THE PROBLEM => Please return each line below that contains the string "necktie". Case counts.

-- Start of RECORDED INFORMATION --

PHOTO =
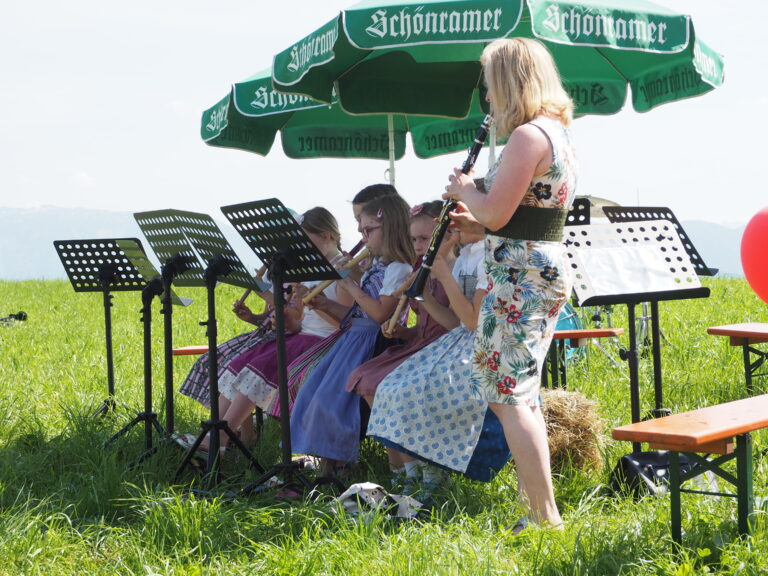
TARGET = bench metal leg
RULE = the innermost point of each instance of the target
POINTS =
(742, 482)
(747, 367)
(744, 497)
(674, 497)
(751, 368)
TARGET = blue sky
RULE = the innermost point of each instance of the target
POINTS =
(102, 103)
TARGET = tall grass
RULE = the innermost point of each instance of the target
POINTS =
(70, 505)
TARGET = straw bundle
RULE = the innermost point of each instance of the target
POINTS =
(573, 427)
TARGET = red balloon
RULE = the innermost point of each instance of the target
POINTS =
(754, 253)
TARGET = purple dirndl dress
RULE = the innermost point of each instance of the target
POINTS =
(366, 378)
(325, 420)
(197, 384)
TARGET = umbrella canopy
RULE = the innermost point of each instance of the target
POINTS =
(249, 117)
(423, 58)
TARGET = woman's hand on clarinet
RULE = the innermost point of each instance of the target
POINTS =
(319, 302)
(242, 311)
(463, 220)
(458, 184)
(391, 333)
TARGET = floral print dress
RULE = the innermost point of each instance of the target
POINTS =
(528, 284)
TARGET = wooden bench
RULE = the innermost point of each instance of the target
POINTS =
(745, 335)
(710, 430)
(577, 338)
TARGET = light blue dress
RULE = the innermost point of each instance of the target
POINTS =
(325, 420)
(425, 406)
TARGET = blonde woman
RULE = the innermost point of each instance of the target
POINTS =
(529, 191)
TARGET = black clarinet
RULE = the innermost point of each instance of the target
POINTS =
(416, 289)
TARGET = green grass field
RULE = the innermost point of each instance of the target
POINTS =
(70, 505)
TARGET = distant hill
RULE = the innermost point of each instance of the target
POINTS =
(27, 235)
(719, 246)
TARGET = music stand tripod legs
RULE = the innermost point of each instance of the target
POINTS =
(152, 289)
(106, 274)
(215, 425)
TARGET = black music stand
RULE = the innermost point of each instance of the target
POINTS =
(154, 287)
(222, 265)
(638, 214)
(180, 266)
(273, 234)
(100, 265)
(630, 263)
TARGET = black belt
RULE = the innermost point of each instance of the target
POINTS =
(535, 224)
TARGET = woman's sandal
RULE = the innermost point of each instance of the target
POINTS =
(521, 525)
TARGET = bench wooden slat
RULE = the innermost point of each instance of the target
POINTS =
(744, 333)
(588, 333)
(704, 430)
(190, 350)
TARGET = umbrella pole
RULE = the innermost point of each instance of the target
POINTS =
(492, 147)
(391, 136)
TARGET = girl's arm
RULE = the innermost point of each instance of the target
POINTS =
(379, 310)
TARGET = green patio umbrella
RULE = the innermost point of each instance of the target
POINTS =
(249, 117)
(422, 57)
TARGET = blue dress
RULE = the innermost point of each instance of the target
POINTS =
(326, 418)
(425, 406)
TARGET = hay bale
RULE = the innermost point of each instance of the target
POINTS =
(573, 427)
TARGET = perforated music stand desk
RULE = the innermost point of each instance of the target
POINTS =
(630, 263)
(101, 265)
(640, 214)
(273, 234)
(180, 266)
(221, 265)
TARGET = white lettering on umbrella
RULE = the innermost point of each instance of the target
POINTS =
(410, 23)
(218, 119)
(312, 48)
(576, 23)
(265, 99)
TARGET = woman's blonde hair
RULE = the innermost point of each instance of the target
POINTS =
(523, 83)
(318, 220)
(394, 215)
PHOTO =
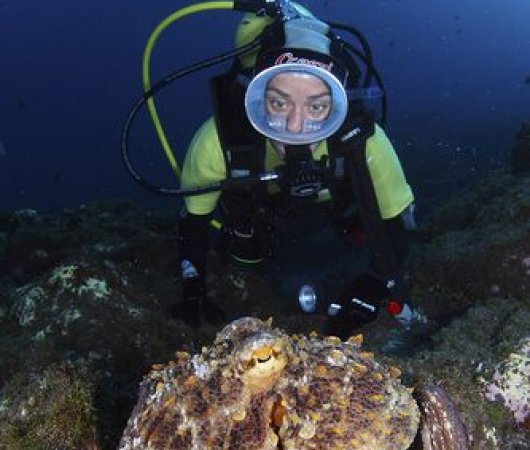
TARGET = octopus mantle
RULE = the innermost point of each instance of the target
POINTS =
(257, 388)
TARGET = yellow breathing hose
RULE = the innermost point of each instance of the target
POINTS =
(192, 9)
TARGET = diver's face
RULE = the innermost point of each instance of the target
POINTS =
(299, 98)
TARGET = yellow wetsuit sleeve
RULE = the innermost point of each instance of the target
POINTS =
(204, 164)
(391, 188)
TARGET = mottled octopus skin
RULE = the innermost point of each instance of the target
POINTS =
(441, 426)
(256, 388)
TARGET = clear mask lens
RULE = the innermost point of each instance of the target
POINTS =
(296, 104)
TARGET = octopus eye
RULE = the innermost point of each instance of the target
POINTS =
(263, 354)
(264, 360)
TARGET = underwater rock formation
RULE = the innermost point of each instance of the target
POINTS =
(258, 388)
(510, 383)
(53, 409)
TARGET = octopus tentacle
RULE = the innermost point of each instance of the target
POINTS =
(441, 425)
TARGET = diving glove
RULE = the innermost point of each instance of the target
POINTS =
(409, 316)
(195, 308)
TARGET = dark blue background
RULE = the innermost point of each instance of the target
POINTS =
(455, 71)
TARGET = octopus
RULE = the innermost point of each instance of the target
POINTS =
(258, 388)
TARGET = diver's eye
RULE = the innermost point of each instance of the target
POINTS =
(319, 110)
(277, 104)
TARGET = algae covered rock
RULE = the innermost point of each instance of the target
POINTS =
(52, 410)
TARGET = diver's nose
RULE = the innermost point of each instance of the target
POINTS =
(295, 120)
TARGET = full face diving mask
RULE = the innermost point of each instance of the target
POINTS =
(297, 96)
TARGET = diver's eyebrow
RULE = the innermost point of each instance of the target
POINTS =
(278, 91)
(287, 95)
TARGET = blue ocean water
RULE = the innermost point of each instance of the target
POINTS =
(454, 70)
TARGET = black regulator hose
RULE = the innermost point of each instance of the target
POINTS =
(146, 184)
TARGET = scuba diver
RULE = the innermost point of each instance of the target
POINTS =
(290, 130)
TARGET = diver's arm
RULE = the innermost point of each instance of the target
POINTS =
(193, 242)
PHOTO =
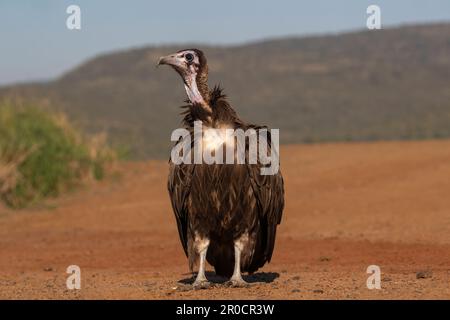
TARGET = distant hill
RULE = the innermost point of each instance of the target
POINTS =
(369, 85)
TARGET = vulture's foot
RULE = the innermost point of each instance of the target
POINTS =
(201, 284)
(237, 283)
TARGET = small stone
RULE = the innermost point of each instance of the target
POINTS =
(318, 291)
(424, 274)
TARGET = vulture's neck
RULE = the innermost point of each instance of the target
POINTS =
(198, 92)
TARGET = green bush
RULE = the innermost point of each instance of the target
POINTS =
(42, 155)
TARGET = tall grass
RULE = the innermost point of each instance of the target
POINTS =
(42, 155)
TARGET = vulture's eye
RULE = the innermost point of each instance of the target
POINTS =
(189, 57)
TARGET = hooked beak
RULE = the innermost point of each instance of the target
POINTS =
(171, 60)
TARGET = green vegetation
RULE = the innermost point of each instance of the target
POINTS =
(369, 85)
(42, 155)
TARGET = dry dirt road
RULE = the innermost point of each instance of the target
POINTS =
(348, 206)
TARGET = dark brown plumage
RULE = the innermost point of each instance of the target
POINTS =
(230, 208)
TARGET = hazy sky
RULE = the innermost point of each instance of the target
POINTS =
(36, 44)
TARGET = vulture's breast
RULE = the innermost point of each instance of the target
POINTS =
(222, 199)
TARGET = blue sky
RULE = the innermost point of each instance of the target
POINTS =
(35, 43)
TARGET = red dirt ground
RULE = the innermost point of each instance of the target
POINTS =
(348, 206)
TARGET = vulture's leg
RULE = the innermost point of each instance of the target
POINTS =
(236, 279)
(202, 247)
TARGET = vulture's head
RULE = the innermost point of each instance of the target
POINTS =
(192, 67)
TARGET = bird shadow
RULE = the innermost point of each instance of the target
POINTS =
(259, 277)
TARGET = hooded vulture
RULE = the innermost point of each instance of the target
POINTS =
(227, 214)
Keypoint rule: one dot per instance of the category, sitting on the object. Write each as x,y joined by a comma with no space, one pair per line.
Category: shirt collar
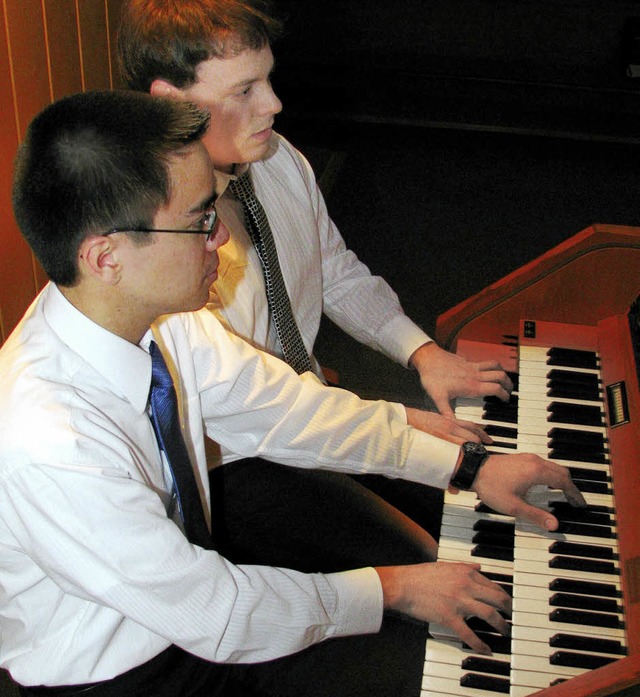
126,366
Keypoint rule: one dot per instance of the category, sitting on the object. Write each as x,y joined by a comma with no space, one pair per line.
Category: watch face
472,447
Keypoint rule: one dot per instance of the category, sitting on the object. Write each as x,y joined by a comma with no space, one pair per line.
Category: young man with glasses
103,588
217,54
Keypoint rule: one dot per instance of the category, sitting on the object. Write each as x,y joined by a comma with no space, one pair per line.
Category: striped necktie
166,424
293,348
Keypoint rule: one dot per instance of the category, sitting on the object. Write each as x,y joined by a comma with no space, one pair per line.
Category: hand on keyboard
447,593
445,376
504,480
456,430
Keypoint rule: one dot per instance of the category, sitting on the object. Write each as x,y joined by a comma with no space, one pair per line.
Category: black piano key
584,473
496,527
582,602
557,376
585,529
588,487
584,617
501,431
572,358
485,682
479,625
593,566
596,515
502,444
575,392
492,552
578,454
579,550
482,507
572,435
496,414
497,577
580,414
571,585
486,665
496,642
586,643
580,660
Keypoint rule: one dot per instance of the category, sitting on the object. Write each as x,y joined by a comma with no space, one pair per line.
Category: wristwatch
473,457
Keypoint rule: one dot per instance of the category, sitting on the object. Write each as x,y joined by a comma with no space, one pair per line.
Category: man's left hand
444,376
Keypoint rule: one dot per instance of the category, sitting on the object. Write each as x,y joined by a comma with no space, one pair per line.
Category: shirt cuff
402,338
430,460
360,602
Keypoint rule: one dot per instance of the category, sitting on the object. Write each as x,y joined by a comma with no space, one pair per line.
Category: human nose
272,104
219,237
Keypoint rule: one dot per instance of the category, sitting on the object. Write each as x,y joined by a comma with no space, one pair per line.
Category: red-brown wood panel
63,45
17,284
48,48
94,44
113,14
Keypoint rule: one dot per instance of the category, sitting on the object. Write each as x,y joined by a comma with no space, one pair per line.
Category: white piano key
544,557
541,664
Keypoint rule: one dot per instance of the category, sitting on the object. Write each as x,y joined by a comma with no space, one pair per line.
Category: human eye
208,219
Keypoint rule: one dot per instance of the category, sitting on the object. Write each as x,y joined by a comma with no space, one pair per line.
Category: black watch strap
473,457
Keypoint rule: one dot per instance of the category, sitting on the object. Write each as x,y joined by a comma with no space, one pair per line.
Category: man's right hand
446,593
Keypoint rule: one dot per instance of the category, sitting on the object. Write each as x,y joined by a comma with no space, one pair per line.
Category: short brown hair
93,162
168,39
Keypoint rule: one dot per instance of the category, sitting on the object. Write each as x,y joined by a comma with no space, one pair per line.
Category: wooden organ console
567,326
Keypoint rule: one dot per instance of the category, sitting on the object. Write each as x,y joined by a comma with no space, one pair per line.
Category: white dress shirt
95,578
320,273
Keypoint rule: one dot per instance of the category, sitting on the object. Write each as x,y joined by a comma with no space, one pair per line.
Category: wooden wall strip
48,48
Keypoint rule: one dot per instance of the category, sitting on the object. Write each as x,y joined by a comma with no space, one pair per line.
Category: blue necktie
166,424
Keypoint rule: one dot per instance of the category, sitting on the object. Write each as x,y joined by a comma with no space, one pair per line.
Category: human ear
98,257
163,88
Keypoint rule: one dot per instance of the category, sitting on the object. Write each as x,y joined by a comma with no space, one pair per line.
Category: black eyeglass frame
209,220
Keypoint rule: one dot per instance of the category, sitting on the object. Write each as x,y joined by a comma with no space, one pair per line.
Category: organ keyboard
576,591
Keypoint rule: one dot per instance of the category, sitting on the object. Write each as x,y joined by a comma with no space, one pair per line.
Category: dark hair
93,162
168,39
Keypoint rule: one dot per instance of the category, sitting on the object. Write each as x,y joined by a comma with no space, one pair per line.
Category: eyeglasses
207,226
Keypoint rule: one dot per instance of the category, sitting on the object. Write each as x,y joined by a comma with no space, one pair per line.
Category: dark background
457,140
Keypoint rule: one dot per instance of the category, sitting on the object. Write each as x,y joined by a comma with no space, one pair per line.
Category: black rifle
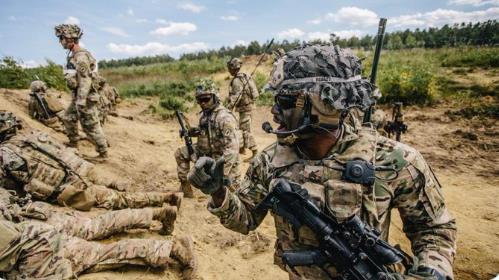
374,69
41,102
351,247
396,125
184,133
267,48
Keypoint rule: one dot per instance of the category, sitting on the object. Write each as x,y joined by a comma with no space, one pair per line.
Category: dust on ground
463,153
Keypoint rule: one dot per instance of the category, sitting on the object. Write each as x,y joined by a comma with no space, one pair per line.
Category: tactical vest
48,164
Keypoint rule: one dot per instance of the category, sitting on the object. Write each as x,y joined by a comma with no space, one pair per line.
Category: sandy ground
463,153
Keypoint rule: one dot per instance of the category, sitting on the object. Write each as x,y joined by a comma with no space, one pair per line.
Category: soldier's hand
203,176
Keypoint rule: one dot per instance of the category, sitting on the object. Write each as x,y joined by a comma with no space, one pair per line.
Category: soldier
39,165
18,209
242,95
315,88
109,98
45,107
61,247
217,137
80,77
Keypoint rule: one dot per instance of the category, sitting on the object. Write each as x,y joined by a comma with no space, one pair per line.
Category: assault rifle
267,48
41,102
374,70
184,132
351,247
396,125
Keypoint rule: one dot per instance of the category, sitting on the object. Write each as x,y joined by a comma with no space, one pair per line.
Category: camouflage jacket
218,137
81,82
39,165
242,87
412,189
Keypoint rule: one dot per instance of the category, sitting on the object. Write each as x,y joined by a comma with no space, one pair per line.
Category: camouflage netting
332,72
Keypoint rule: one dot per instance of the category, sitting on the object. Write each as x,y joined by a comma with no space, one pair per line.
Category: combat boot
167,216
183,252
186,188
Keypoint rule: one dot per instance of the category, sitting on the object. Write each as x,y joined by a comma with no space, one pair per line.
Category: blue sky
118,29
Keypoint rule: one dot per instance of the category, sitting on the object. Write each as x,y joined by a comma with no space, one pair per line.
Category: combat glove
207,174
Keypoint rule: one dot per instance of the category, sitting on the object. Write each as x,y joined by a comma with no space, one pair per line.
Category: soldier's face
66,43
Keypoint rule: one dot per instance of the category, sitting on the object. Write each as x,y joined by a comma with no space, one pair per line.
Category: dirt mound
464,154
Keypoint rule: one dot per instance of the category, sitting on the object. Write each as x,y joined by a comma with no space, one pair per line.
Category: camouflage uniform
81,74
218,137
49,171
242,95
316,87
54,114
37,250
108,98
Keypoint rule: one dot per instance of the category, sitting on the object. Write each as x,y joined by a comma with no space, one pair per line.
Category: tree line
463,34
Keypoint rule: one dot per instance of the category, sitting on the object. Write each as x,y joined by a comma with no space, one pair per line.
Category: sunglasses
286,101
203,99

-- End of RECORDED INFORMATION --

FINAL RESULT =>
Category: striped necktie
Category: blue necktie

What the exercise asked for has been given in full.